Phrase grounding data:
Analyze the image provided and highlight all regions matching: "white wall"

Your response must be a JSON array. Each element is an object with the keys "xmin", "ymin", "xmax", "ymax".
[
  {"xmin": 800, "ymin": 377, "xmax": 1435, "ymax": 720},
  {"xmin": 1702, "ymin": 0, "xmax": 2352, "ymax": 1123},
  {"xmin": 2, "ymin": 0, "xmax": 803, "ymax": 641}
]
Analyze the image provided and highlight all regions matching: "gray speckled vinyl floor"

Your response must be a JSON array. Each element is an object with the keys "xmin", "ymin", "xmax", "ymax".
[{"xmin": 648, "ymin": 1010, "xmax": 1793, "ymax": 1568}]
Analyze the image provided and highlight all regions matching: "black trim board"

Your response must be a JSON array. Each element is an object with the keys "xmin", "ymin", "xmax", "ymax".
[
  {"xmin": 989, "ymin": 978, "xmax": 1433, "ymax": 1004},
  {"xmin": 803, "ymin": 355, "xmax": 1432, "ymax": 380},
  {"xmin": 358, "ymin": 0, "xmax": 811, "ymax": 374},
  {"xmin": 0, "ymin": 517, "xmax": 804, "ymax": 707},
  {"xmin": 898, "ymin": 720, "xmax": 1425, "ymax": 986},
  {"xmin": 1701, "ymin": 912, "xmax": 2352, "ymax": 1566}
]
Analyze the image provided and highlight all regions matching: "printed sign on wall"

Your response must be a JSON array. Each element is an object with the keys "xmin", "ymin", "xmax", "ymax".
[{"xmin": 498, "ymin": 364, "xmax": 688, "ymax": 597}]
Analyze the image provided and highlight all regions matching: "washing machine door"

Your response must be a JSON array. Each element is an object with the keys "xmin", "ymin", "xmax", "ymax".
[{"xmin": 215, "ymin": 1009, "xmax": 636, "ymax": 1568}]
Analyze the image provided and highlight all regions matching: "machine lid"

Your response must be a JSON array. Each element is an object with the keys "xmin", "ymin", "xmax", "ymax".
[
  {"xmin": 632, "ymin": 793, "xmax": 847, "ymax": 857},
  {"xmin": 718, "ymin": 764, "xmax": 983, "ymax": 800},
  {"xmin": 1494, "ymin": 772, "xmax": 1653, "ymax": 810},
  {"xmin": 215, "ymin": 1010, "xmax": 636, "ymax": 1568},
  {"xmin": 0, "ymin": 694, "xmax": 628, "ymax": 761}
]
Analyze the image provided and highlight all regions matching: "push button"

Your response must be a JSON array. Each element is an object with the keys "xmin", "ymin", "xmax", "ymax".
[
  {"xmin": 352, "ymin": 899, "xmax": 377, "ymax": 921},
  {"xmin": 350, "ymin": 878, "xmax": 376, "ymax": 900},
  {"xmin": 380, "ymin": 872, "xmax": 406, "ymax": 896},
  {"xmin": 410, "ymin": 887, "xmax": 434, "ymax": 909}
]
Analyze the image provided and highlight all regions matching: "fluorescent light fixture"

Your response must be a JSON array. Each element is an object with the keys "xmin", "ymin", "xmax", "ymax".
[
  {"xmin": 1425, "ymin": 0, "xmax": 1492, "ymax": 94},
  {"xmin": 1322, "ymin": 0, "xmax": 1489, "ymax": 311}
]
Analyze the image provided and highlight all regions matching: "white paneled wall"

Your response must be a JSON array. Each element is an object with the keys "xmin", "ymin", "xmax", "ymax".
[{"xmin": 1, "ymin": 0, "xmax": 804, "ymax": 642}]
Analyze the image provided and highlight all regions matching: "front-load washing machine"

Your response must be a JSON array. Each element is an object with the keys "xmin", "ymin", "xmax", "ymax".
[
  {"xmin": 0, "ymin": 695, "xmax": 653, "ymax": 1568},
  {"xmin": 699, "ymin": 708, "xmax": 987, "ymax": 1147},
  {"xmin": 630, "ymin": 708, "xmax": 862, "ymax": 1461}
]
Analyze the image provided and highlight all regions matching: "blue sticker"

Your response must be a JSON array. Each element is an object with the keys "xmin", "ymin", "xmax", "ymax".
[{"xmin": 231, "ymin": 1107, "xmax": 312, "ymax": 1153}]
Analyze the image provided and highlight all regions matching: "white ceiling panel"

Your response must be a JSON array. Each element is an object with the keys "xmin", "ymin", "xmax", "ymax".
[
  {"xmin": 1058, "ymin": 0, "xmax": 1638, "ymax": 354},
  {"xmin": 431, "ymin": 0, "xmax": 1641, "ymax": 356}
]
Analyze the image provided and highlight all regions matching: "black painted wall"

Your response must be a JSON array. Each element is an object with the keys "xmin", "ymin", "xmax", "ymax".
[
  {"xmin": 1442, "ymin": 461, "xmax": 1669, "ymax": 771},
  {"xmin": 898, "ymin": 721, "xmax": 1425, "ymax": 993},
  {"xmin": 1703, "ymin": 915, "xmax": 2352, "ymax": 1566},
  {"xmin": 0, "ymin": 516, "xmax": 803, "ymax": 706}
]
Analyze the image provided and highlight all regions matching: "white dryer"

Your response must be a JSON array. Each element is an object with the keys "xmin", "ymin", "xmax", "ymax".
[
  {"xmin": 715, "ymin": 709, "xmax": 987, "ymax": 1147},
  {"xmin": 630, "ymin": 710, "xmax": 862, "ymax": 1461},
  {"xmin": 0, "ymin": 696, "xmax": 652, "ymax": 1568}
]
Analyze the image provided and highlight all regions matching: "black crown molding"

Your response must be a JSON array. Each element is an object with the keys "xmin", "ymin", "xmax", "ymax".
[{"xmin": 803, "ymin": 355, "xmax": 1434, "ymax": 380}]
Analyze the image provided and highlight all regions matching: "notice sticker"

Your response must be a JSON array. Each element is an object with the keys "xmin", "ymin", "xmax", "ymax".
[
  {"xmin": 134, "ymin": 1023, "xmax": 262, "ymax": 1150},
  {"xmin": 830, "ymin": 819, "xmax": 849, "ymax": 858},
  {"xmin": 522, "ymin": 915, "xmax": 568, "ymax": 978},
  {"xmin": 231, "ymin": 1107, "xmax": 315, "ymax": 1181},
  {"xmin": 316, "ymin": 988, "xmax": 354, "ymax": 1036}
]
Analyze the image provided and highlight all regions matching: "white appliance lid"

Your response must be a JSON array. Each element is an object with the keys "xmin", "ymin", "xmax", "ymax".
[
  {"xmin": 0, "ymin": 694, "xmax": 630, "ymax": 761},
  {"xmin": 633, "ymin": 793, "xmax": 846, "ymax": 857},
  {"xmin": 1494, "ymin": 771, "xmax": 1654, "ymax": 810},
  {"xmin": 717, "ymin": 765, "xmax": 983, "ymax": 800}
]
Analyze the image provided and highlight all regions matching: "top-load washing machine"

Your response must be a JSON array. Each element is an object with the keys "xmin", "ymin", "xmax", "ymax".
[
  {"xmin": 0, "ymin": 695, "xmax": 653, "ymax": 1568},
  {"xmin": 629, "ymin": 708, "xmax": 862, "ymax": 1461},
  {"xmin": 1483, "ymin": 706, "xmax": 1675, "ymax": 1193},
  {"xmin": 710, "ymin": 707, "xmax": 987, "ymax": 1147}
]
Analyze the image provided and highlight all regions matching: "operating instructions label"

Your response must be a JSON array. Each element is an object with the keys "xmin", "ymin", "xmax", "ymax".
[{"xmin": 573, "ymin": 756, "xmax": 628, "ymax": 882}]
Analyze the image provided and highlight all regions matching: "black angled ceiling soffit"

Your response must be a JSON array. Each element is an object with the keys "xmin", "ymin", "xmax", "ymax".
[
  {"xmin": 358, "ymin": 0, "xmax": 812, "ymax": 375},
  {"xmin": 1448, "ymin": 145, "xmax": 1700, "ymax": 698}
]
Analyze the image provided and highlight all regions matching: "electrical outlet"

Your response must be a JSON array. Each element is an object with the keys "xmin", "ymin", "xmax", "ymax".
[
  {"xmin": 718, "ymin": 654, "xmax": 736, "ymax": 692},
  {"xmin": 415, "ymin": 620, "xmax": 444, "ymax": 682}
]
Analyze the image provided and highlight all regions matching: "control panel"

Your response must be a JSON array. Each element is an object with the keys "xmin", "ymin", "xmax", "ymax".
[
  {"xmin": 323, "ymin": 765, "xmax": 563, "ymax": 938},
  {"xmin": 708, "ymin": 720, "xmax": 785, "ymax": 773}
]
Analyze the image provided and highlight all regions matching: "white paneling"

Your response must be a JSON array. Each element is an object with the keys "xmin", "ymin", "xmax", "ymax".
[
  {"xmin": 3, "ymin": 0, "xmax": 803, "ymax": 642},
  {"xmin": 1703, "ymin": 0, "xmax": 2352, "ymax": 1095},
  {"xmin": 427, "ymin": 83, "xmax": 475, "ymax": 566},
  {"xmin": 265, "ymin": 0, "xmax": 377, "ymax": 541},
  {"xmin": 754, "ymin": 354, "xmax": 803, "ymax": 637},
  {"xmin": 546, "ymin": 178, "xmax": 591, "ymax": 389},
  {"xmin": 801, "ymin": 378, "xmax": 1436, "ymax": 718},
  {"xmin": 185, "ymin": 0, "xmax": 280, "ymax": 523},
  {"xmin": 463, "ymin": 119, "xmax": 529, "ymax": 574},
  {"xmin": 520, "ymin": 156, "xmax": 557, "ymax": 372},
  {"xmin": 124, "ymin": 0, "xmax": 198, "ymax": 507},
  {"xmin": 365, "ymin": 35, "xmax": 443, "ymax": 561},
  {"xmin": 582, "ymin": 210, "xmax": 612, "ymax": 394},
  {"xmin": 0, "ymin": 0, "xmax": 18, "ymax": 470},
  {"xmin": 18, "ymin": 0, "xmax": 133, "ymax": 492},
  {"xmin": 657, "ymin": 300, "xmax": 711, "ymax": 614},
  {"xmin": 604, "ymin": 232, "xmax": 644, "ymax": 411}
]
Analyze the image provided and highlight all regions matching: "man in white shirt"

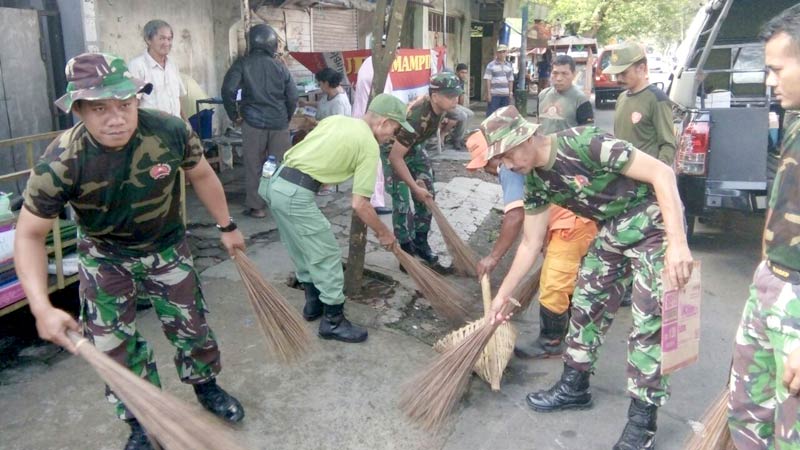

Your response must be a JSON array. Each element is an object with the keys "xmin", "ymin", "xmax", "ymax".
[{"xmin": 129, "ymin": 19, "xmax": 186, "ymax": 118}]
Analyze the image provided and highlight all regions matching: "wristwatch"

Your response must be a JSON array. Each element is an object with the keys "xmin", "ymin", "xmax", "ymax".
[{"xmin": 216, "ymin": 218, "xmax": 238, "ymax": 232}]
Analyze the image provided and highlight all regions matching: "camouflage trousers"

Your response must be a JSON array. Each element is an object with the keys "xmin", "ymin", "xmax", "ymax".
[
  {"xmin": 77, "ymin": 237, "xmax": 221, "ymax": 420},
  {"xmin": 563, "ymin": 202, "xmax": 669, "ymax": 406},
  {"xmin": 728, "ymin": 261, "xmax": 800, "ymax": 449},
  {"xmin": 383, "ymin": 142, "xmax": 435, "ymax": 243}
]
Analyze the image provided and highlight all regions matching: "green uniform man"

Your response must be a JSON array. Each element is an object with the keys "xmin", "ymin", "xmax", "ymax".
[
  {"xmin": 604, "ymin": 42, "xmax": 677, "ymax": 166},
  {"xmin": 386, "ymin": 73, "xmax": 463, "ymax": 266},
  {"xmin": 728, "ymin": 6, "xmax": 800, "ymax": 448},
  {"xmin": 262, "ymin": 94, "xmax": 411, "ymax": 343},
  {"xmin": 483, "ymin": 106, "xmax": 694, "ymax": 450},
  {"xmin": 14, "ymin": 53, "xmax": 246, "ymax": 450}
]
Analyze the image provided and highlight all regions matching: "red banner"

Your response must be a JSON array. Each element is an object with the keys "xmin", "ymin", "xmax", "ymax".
[{"xmin": 290, "ymin": 48, "xmax": 434, "ymax": 97}]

What is being asked = Where a line of the entries contains the word "wall", copy that line.

Answer section =
Analyze the image provided and highlight all regions matching: "white wall"
Analyze the image provided and highlight all regions matching: "printed sign on wall"
Analyze the image provided and highlight all regions matching: "white paneled wall"
Analyze the image provided and highlight all regions matching: "black painted wall"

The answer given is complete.